* _STATED PROBLEM_:
Which lines of the items below contain the word "jersey"? Copy each of those lines and leave out the rest, treating uppercase and lowercase as different.

────────────────

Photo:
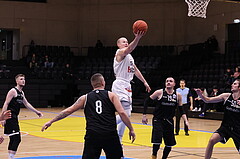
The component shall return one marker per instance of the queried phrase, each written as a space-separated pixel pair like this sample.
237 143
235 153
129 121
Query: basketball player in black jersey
14 100
4 116
230 126
99 109
166 101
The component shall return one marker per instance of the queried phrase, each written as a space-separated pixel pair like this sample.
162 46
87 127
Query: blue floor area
61 157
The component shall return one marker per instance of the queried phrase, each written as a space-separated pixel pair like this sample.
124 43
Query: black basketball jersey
100 112
16 103
231 113
165 107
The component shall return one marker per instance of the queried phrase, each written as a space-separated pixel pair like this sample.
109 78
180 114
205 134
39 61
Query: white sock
11 156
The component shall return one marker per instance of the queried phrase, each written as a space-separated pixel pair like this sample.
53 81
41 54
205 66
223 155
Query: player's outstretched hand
132 136
139 34
46 125
144 119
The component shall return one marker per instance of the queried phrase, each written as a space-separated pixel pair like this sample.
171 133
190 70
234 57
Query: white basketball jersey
124 69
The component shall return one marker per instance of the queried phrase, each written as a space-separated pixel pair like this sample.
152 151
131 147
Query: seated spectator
4 72
48 63
198 103
236 74
228 77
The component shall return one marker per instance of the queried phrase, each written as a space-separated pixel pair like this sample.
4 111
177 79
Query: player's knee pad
14 142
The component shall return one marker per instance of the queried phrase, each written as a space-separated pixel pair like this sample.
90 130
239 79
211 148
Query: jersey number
98 106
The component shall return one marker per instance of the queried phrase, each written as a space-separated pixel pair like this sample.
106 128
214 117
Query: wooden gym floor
65 137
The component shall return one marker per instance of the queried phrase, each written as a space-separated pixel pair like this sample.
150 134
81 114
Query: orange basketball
140 25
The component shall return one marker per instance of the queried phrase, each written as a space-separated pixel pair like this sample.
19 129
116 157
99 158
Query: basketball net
197 8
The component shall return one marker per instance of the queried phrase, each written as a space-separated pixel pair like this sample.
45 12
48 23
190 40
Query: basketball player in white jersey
124 70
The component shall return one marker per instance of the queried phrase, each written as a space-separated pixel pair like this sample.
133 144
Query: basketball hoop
197 8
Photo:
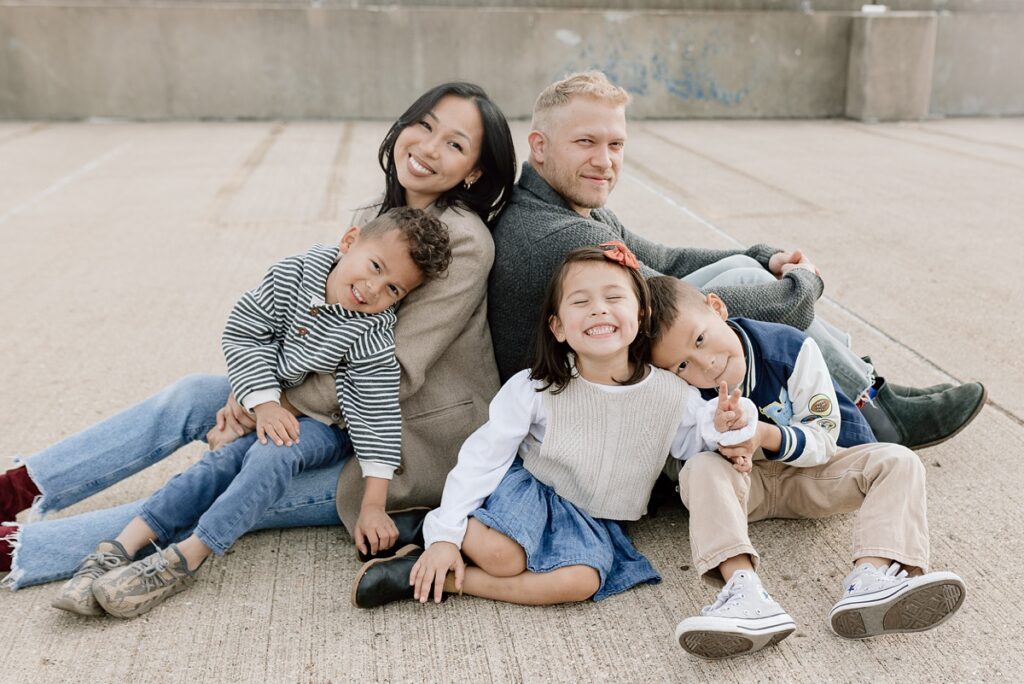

────────────────

* _RESULT OF THE TASK_:
Query: basketball player in black jersey
Query: black basketball jersey
Query: white basketball jersey
Query: jersey number
Query: basketball player in white jersey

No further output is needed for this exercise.